## Extracted text
::::::

Radio station HCJB started as the vision of Clarence Wesley Jones (1900–1986),[3] a musician, graduate of Moody Bible Institute, and the son of a Salvation Army minister. Following his graduation from Moody, Jones worked under evangelist Paul Rader and was part of the founding staff of the Chicago Gospel Tabernacle where Jones assisted in leading music, working with youth and overseeing Rader's weekly radio ministry called "WJBT" (Where Jesus Blesses Thousands)[4]: 31  Impressed by the impact Rader's radio ministry had made, Jones felt called to establish missionary radio in Latin America. As a result, Jones traveled to Venezuela, Colombia, Panama and Cuba on a seven-week trip in 1928 looking for a suitable location for his envisioned radio station, but was unable to obtain the necessary government permits.[4]: 54  Back in Chicago nearly two years later, Jones met Christian & Missionary Alliance (CMA) missionaries from Ecuador - Reuben and Grace Larson, John and Ruth Clark and Paul and Bernice Young. These missionaries encouraged Jones to consider Ecuador as the place to start his missionary radio station.

As the first step in fulfilling his vision, Jones needed to obtain a contract of approval from the Ecuadorian government for setting up the radio station. Reuben Larson and D. Stuart Clark, along with Ecuadorian lawyer Luís Calisto, worked to procure the initial contract. On August 15, 1930, the Ecuadorian Congress approved a bill which granted Jones a 25-year contract to operate a radio station in the country.[4]: 67 

As with all countries having a governing body over broadcast operations, the call letters HCJB were obtained through the government of Ecuador, beginning with the internationally allocated prefix for Ecuador's broadcast stations (HC). Station co-founders Jones and Larson advocated for, and were granted by the government, call letters that were an acronym indicative of the stations' agreed upon purpose. The result was Heralding Christ Jesus' Blessings. In Spanish (one of the original broadcast languages of the South American station) the call letters represent Hoy Cristo Jesús Bendice.[4]: 77 

Jones incorporated the World Radio Missionary Fellowship, Inc. (WRMF) on March 9, 1931 as a non-profit entity and overseeing organization over HCJB. Jones was also the non-profit corporation's first president. The corporation's first officers were Adam Welty as treasurer, Ruth Churchill, secretary, and Lance Latham and his wife, Virginia, along with Howard Jones and Reuben Larson serving on the board of directors.[3]

HCJB's first broadcast on Christmas Day, 1931 had the potential of being heard by the six radio receivers capable of receiving the program and existing in the country at the time.[5] The inaugural program was broadcast in English and Spanish from a studio in the Joneses' living room and powered by a 200-watt, table-top transmitter. The antenna used was a simple, single wire antenna strung between two makeshift telephone poles. The broadcast lasted 30 minutes.[6]

Frequencies, QSLs, and programming[edit]

The grounds of radio station HCJB in Quito, Ecuador

Initially, HCJB only broadcast programs in English and Spanish. In 1941, however, live programs were added in Russian, Swedish and Quichua. By 1944, the station had aired programming in 14 languages including live programs in Czech, Dutch, French and German. Programs in languages such as Arabic, Italian and Hebrew were recorded elsewhere and sent to Quito on large acetate coated aluminium transcription discs. By 1967, live programming would be added in Portuguese and Japanese.

::::::

## Data lines

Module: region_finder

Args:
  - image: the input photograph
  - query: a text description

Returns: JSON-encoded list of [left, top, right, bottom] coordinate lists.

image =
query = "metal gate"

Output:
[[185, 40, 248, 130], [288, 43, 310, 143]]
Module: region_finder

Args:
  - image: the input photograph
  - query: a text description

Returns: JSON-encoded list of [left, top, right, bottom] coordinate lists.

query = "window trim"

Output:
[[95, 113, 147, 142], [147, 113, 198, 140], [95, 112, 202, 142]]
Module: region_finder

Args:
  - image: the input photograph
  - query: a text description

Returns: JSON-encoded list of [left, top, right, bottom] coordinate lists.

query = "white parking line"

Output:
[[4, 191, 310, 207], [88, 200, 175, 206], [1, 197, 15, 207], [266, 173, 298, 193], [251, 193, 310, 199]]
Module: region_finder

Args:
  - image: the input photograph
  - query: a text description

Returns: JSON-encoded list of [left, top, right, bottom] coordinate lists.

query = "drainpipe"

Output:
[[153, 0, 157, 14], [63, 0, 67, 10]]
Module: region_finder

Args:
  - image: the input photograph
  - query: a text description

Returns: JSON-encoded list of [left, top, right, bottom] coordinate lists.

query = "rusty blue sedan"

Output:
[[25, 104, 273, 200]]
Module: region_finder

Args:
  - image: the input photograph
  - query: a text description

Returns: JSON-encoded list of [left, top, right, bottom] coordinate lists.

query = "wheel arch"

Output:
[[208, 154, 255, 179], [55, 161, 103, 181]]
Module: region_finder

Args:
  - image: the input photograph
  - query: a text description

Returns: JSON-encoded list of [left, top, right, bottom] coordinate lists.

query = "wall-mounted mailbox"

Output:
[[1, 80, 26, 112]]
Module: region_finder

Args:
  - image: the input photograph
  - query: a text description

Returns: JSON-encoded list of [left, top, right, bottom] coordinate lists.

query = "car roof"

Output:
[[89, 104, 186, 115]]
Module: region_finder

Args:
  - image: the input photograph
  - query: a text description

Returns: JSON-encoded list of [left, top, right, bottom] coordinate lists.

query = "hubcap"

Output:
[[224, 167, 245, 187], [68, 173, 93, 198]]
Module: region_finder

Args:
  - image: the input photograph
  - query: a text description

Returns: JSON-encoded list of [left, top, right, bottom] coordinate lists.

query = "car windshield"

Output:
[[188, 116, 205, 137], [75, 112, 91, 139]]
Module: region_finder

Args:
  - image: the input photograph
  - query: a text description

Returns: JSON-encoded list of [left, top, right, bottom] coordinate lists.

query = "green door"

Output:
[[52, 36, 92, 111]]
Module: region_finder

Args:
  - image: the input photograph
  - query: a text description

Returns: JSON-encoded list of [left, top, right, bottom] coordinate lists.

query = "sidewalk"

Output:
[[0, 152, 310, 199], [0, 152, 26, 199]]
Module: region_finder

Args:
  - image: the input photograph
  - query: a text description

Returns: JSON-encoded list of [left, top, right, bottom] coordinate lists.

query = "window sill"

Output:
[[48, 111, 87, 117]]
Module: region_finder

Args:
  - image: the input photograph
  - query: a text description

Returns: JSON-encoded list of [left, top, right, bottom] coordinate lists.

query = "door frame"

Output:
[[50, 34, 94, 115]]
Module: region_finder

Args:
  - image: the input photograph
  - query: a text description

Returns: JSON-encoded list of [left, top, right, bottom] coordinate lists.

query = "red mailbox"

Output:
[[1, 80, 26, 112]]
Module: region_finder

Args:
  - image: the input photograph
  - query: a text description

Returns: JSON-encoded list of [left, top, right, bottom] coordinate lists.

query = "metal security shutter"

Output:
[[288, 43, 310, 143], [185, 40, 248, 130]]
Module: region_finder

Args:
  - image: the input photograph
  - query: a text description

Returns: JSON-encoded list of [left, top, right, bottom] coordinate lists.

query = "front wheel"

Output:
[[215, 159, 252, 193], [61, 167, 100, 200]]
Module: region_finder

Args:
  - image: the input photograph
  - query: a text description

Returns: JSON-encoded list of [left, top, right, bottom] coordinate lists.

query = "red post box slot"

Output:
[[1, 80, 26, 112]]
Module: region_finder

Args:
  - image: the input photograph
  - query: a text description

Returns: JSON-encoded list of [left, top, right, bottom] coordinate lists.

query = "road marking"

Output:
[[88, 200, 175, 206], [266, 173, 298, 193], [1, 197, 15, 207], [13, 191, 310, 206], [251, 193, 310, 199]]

::::::

## Given request
Rewrite everything in the text about HCJB from "Frequencies, QSLs, and" down to "Portuguese and Japanese.", putting "Kichwa" in place of "Quichua". Rely only on the text about HCJB when working with these lines.

## Written solution
Frequencies, QSLs, and programming[edit]

The grounds of radio station HCJB in Quito, Ecuador

Initially, HCJB only broadcast programs in English and Spanish. In 1941, however, live programs were added in Russian, Swedish and Kichwa. By 1944, the station had aired programming in 14 languages including live programs in Czech, Dutch, French and German. Programs in languages such as Arabic, Italian and Hebrew were recorded elsewhere and sent to Quito on large acetate coated aluminium transcription discs. By 1967, live programming would be added in Portuguese and Japanese.